(YOUR INSTRUCTIONS):
Reproduce every entry below word for word, but leave the pictures out of your answer.
——————————
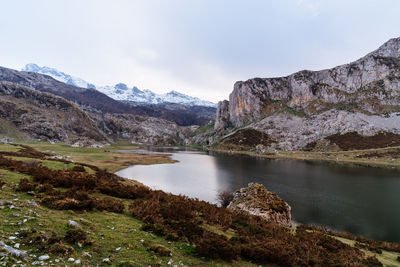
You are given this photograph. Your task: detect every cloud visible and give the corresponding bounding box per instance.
[0,0,400,101]
[297,0,321,16]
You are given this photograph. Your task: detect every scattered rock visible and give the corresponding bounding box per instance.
[147,244,171,257]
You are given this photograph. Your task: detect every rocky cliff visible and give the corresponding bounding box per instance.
[0,67,215,126]
[0,82,108,145]
[216,38,400,127]
[216,38,400,150]
[0,82,188,146]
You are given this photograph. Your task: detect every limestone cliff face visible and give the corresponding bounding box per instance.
[216,38,400,128]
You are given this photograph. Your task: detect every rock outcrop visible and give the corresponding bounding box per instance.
[214,100,231,129]
[228,183,292,226]
[216,38,400,127]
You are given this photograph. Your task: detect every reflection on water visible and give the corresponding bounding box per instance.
[118,150,400,242]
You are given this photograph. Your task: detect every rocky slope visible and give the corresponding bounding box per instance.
[0,81,189,146]
[0,67,215,126]
[0,82,108,146]
[22,63,216,108]
[215,38,400,150]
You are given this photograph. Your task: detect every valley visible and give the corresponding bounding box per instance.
[0,35,400,266]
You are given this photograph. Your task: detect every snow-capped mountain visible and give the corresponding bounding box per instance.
[22,63,216,107]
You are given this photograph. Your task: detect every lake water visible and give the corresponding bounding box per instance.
[117,149,400,245]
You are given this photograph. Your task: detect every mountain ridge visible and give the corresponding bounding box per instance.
[212,38,400,151]
[22,63,216,107]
——————————
(RESPONSE):
You are given this photograph. Your task: detect every cloud visible and give the corresponding bounding box per instance.
[0,0,400,101]
[297,0,321,16]
You are given this photograph. Your task: detect every scattered rock visible and give the corresponding bounding box per instance.
[147,244,171,257]
You are given this photograph. Your task: detect every rocky cliff visible and give the corresponding bounding box per instance.
[0,67,215,126]
[0,82,108,145]
[216,38,400,127]
[216,38,400,150]
[0,82,188,146]
You are given this photograph. Your task: detect every limestone cliff face visible and give the corresponding bounding box per instance.
[216,38,400,128]
You are given this photograph. Your task: detect every rock outcrop visible and give the corresponding bounding box per instance.
[214,100,231,129]
[228,183,292,226]
[216,38,400,127]
You are given this photograph. Your task: detect every reflection on water visible and give the corresponding bounding box per instance.
[118,150,400,242]
You are given this photograph. Your task: detect every rocky slope visible and give the corresponding bounding box per instance.
[0,81,189,146]
[0,67,215,126]
[0,82,108,146]
[22,63,216,108]
[215,38,400,150]
You are given this photograph. Your task: detect every valley visible and give the corresponding bounding box per instance.
[0,35,400,266]
You are given this photograph. Your task: detect every snow-capped mountain visible and give the corresponding bounding box per instance.
[22,63,216,107]
You are given this photograph. Your task: detect every lake water visible and give the corresponding bounding box per instance.
[117,149,400,245]
You are given this photograph. Your task: detect every mountain ridge visible and give the corresponding bounding box per instance.
[212,38,400,151]
[22,63,216,107]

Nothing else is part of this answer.